[Extracted data entries]

********************

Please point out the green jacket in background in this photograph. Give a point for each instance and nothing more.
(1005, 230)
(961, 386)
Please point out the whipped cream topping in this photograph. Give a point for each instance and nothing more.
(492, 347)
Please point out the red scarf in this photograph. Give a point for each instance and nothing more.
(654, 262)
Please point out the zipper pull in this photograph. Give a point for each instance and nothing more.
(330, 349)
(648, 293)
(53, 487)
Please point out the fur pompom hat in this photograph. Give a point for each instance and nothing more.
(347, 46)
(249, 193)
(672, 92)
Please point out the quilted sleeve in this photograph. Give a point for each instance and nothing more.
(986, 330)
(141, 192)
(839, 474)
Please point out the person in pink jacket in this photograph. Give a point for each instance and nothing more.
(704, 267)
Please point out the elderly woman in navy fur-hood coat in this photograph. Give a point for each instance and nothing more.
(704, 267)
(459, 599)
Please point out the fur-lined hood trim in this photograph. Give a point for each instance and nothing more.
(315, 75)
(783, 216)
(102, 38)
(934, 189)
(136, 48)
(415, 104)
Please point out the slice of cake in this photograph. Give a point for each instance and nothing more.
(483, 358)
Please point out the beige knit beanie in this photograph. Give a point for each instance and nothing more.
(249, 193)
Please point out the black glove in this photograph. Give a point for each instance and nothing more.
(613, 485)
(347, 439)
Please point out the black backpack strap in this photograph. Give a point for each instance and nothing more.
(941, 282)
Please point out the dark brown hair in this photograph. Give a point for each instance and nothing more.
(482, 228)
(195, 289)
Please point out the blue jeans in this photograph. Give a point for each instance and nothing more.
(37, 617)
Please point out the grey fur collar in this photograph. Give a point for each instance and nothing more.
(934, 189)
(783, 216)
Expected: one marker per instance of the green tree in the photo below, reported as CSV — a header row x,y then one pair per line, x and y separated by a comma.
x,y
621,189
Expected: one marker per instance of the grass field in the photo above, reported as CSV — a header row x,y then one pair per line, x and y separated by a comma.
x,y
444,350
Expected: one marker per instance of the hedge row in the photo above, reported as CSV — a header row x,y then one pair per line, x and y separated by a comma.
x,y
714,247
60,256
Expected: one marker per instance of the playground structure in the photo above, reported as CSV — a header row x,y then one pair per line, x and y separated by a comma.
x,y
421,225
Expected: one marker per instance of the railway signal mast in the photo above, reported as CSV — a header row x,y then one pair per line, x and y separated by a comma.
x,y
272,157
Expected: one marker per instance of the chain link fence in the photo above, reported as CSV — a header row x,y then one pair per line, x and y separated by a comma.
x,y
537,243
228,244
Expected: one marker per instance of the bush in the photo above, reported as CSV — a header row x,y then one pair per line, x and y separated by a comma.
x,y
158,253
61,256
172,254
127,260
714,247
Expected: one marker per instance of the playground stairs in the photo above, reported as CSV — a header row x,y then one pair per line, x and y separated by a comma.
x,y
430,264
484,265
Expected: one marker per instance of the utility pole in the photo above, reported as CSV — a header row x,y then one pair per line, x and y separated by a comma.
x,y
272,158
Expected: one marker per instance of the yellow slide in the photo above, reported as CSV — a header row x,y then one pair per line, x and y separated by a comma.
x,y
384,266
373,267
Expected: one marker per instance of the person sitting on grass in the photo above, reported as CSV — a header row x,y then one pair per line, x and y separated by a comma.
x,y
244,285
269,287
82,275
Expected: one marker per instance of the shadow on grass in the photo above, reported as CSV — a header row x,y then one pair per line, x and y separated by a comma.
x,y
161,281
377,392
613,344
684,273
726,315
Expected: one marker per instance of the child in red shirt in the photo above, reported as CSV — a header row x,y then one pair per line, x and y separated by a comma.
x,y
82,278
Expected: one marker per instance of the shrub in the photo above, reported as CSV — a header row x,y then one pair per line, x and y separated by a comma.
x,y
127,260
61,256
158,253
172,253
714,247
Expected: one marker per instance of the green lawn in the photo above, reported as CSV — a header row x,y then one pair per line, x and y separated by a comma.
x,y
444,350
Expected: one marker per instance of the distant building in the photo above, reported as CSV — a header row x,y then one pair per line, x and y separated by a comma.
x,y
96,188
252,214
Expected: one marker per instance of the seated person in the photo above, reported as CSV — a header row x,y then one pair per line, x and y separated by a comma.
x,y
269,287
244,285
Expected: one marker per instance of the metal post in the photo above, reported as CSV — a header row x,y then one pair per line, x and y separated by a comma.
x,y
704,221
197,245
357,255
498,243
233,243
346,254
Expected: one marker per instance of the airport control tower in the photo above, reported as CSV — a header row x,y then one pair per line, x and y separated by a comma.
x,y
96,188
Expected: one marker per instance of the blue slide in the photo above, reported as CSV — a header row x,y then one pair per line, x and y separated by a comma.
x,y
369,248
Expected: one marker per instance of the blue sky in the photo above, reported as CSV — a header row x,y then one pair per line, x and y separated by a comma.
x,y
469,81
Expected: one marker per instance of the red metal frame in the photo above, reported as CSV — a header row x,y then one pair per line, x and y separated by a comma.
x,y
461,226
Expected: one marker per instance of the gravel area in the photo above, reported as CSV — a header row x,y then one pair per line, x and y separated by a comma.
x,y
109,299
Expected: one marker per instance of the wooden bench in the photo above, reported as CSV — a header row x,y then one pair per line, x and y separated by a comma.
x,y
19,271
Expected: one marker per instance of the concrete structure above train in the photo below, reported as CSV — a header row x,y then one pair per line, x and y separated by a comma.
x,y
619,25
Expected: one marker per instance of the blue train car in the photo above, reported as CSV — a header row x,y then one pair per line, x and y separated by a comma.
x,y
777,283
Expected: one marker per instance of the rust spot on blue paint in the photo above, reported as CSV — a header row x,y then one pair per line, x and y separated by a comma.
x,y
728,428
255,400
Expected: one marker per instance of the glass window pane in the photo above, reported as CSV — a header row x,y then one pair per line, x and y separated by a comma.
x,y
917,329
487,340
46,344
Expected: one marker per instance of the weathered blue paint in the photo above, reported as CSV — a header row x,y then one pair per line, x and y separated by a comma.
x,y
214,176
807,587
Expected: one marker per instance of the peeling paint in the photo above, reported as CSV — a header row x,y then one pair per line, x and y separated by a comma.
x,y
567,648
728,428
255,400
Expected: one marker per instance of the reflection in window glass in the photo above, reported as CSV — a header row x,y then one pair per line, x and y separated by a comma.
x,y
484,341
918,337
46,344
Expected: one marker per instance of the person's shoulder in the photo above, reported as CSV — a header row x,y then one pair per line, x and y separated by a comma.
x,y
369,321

********************

The answer should hold exactly the lines running from the one with "Expected: one marker per instance of the reflection" to the final line of the data, both ends counted.

Expected: one marker per instance of the reflection in window glass in the photo above, reported as CSV — a header row x,y then one pair per line, x and y separated by a comma.
x,y
484,341
918,337
46,344
Expected: one marker per instance of the person's shoulder in the photo above, reported as CSV — a header row x,y then one pair per line, x and y separated by a comma.
x,y
369,321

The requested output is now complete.